"""
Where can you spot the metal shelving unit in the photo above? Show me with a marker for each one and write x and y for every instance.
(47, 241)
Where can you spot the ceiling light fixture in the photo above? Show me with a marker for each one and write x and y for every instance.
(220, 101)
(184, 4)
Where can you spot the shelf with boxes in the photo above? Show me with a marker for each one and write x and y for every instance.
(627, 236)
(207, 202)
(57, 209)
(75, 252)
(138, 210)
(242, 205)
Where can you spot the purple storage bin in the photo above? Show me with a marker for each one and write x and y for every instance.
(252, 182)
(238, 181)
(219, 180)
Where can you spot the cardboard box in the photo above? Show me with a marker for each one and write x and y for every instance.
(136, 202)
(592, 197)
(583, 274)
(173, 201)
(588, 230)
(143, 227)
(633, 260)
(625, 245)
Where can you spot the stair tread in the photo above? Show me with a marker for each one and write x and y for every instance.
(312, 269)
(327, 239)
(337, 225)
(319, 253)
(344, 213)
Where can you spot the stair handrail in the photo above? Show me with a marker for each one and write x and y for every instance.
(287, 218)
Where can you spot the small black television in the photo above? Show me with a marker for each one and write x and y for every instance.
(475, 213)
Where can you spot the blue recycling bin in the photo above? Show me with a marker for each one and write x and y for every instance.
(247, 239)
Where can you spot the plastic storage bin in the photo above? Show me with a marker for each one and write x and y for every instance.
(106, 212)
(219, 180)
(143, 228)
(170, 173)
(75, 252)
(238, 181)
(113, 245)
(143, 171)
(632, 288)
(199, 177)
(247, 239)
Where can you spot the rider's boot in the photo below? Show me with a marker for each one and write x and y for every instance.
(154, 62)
"""
**Exercise task**
Show the data once more, exactly as it was written.

**Task response**
Where can you spot the metal shelving unit in the photo above? Show me with a marker for each one and write x and y for every instance.
(47, 241)
Where can you spot the ceiling light fixture in the photo above? Show me with a marker for each one and write x and y for every instance.
(220, 101)
(184, 4)
Where can you spot the shelf with boxes in the photo above? Show me with a marker for each one and write x and y for every instance.
(627, 236)
(207, 202)
(57, 209)
(75, 252)
(138, 210)
(242, 205)
Where can you spot the purple storage bin in the photo above? Show me with a marker for each one and write x and y for every instance.
(252, 182)
(238, 181)
(219, 180)
Where can you spot the cardboard box in the photo above? Show me with a marker for each one and write x and y for every instance.
(136, 202)
(592, 197)
(583, 274)
(173, 201)
(588, 230)
(143, 227)
(633, 260)
(625, 245)
Where can you spot the stair tread in the photo above? Show me with a marker for each one and write x and y for every instance.
(312, 269)
(327, 239)
(337, 225)
(319, 253)
(344, 213)
Where can you spot the stair handrail in the photo above? Show me with a marker for each one and write x and y for every instance.
(287, 218)
Where can you spot the small black television in the photo above? Show me with a marker for each one and write x and y for every instance.
(475, 213)
Where can you spot the blue recycling bin in the photo above? Show me with a marker for each one and write x and y for every instance.
(247, 239)
Where can you spot the plastic storage bin in the photo above? Show me with a marker for each one and write x and y for every instance.
(106, 212)
(219, 180)
(143, 228)
(170, 173)
(75, 252)
(238, 181)
(113, 245)
(143, 171)
(632, 288)
(199, 177)
(247, 239)
Where can you spot the rider's boot in the photo below? Show me with a marker for each one and write x and y for every instance.
(154, 62)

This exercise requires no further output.